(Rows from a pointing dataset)

○ ○ ○ ○

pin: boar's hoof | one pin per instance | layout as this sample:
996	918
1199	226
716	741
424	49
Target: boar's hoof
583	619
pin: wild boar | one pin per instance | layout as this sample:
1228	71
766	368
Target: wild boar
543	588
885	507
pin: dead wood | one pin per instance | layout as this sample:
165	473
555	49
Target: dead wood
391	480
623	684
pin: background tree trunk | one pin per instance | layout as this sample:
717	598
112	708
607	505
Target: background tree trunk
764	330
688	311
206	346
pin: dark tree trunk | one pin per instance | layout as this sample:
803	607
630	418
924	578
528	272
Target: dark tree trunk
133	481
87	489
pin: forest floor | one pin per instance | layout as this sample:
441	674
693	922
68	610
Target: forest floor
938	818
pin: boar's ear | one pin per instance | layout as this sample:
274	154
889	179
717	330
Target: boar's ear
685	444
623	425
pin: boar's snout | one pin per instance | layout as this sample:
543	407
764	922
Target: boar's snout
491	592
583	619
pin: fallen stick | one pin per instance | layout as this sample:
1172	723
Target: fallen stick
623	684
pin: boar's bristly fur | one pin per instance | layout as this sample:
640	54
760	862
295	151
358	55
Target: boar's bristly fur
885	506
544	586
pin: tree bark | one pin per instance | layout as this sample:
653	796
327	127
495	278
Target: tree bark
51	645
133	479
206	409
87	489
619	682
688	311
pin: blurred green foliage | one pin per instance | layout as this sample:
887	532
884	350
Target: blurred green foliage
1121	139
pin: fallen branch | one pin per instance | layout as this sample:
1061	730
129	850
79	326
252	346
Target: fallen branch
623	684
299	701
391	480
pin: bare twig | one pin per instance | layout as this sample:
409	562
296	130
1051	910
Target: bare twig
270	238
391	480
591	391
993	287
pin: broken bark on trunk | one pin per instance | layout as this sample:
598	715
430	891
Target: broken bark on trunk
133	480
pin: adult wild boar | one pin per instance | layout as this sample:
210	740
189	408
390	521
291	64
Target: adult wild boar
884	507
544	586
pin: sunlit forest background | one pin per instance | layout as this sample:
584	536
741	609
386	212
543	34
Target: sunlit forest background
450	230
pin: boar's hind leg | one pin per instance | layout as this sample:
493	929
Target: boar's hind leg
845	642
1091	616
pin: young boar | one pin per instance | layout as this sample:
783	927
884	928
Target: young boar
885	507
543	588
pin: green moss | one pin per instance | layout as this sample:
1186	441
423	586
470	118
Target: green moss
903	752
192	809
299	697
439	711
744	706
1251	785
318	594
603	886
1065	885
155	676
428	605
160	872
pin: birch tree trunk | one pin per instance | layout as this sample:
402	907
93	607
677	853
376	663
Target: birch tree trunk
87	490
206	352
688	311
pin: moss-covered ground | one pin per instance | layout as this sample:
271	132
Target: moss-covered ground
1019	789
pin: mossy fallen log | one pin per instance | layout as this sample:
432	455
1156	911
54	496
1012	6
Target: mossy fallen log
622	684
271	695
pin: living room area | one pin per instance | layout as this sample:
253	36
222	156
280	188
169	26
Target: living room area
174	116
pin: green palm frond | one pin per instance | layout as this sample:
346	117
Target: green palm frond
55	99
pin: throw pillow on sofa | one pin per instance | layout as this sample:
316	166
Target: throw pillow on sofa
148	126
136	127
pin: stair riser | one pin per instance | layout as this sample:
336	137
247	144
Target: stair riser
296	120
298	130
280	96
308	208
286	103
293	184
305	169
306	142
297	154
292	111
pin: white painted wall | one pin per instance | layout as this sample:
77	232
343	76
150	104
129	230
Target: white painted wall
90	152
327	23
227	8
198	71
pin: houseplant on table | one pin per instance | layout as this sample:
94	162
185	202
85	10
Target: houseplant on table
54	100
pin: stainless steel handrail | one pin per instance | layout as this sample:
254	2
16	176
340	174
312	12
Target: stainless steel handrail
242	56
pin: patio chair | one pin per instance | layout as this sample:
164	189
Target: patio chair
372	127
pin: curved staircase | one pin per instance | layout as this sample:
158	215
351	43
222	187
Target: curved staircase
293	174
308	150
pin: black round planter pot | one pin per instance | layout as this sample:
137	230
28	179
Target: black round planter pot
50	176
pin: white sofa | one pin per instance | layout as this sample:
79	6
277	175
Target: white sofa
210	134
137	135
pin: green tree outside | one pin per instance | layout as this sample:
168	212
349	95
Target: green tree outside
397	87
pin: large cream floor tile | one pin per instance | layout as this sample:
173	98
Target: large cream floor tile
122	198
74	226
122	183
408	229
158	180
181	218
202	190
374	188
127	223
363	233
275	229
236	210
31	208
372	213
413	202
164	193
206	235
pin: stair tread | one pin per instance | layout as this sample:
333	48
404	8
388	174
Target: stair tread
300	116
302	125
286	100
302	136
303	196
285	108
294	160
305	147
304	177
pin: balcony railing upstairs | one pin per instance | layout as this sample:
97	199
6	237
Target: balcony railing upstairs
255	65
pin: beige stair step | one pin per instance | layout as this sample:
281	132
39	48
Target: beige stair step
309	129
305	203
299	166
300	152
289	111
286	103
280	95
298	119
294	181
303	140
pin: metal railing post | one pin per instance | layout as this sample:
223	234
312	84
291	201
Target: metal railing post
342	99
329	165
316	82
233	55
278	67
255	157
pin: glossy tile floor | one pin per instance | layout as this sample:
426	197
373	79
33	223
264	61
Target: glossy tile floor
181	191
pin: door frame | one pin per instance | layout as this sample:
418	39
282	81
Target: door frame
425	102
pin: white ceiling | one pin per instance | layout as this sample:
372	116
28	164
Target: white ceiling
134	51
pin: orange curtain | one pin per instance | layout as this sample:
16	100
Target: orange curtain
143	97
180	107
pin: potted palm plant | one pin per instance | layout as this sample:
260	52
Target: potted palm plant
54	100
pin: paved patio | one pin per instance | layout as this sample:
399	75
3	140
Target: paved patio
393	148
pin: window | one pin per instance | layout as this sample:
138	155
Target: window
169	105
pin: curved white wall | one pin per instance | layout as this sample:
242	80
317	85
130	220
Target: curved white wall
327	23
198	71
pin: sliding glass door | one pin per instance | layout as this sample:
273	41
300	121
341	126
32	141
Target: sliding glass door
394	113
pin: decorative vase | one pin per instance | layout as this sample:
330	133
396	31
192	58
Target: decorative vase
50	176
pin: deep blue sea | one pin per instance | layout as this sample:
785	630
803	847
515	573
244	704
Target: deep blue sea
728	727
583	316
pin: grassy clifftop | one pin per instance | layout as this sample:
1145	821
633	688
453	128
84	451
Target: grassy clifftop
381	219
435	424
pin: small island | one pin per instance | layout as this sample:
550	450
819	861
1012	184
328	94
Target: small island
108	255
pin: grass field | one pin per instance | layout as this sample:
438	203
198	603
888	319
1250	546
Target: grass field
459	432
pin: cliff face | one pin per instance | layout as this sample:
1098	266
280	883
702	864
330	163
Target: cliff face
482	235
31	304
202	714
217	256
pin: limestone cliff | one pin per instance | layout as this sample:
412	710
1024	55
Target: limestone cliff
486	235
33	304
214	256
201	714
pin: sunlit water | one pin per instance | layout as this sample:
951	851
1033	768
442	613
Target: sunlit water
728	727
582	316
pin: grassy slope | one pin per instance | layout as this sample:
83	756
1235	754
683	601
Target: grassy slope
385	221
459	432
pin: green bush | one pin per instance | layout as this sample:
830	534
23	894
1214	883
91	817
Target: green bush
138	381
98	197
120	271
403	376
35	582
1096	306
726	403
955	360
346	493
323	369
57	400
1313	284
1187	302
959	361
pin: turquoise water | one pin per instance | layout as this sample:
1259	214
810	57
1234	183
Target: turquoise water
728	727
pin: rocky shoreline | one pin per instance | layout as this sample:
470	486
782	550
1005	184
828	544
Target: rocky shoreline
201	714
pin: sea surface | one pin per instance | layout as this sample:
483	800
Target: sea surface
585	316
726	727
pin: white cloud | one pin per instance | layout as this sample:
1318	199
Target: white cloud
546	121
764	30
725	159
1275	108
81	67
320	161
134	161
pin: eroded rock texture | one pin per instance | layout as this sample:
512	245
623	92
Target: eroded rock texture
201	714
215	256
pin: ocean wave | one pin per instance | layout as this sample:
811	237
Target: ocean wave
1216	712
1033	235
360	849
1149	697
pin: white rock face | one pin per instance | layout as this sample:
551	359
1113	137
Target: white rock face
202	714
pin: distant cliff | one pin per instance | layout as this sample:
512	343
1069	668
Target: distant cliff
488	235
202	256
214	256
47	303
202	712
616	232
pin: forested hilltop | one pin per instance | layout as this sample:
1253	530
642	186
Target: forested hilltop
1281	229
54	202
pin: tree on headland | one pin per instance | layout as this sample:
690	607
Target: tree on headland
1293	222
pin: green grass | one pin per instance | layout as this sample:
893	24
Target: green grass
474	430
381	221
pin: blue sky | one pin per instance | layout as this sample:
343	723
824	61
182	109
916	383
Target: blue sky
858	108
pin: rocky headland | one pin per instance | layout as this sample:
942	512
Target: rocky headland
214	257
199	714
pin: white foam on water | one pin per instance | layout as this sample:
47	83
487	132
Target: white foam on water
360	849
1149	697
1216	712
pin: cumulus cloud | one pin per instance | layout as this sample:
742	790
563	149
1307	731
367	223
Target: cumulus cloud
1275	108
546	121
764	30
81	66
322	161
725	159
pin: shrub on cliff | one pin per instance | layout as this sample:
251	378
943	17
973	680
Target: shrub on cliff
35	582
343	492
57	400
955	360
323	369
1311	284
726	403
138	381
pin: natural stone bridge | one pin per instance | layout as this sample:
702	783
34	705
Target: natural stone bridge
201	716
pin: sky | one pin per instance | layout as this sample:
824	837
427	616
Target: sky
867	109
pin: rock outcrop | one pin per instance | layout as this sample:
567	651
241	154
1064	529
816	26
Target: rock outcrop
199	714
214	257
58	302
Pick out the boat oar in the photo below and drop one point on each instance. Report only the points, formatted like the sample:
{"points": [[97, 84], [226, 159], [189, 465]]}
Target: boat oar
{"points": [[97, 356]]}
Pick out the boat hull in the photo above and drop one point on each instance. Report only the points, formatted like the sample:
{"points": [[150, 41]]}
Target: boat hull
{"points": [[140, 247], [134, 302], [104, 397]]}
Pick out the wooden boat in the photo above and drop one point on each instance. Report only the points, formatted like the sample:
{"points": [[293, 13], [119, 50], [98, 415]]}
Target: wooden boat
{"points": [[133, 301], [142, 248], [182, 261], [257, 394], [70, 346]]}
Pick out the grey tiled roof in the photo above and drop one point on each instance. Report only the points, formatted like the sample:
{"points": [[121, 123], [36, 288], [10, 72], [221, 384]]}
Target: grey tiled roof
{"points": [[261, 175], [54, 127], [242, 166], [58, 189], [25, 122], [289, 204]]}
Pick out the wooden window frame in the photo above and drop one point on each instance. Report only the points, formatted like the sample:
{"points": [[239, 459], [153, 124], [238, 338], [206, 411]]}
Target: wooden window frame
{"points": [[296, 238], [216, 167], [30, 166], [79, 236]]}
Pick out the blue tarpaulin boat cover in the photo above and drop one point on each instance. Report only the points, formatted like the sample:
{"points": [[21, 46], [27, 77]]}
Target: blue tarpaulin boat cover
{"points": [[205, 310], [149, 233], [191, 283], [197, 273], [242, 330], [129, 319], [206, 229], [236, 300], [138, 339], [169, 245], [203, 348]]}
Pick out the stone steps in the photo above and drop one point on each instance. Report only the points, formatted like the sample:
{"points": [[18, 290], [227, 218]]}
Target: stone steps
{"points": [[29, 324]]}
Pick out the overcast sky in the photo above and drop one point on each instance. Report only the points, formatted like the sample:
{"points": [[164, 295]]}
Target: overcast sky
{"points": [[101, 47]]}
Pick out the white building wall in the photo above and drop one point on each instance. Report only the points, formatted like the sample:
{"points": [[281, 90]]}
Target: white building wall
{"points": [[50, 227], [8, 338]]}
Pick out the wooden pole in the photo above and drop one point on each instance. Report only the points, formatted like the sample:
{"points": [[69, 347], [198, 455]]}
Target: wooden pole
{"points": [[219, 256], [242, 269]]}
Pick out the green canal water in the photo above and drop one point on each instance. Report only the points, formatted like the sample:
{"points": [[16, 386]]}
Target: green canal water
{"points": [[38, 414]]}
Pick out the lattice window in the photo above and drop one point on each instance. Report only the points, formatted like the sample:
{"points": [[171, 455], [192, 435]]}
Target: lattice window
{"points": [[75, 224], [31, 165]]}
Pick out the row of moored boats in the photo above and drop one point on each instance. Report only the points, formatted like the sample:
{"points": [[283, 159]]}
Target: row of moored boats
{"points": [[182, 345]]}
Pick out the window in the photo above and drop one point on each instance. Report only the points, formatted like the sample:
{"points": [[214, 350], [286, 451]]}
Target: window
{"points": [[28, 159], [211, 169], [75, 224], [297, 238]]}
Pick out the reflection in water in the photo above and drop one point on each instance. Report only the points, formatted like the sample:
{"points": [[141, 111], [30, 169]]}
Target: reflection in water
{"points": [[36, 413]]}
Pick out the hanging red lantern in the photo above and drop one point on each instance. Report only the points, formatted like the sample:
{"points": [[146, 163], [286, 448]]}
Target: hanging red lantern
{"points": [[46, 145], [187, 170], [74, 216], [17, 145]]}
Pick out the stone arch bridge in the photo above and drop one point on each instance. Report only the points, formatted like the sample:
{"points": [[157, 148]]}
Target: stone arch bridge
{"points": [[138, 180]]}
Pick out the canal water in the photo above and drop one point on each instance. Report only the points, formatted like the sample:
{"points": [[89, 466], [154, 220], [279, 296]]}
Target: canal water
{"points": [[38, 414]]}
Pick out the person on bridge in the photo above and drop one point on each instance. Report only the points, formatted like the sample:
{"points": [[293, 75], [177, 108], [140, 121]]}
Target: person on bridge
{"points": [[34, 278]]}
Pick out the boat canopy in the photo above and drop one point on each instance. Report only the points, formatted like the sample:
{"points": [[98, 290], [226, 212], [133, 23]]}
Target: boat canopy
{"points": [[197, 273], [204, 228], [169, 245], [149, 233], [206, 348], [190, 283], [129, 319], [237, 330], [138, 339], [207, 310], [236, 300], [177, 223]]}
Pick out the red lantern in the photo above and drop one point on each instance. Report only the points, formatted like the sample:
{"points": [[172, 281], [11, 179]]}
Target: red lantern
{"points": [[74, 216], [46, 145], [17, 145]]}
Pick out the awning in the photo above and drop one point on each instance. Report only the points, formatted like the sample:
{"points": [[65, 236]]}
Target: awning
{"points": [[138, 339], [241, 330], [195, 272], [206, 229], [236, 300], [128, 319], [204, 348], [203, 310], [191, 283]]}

○ ○ ○ ○

**THE PROBLEM:** Copy exactly the lines from the one containing "Pick out the red" through the last line of the records, both included, and nothing else.

**EXERCISE RESULT:**
Pick out the red lantern in the photo above and drop one point on each instance. Report only the points, formatted like the sample:
{"points": [[172, 281], [11, 179]]}
Target: red lantern
{"points": [[74, 216], [46, 145], [17, 145]]}
Pick out the awning in the photo above and drop one point on each instance. Report only the points, formatted like the sample:
{"points": [[65, 236]]}
Target: awning
{"points": [[138, 339], [241, 330], [195, 272], [206, 229], [236, 300], [128, 319], [204, 348], [203, 310], [191, 283]]}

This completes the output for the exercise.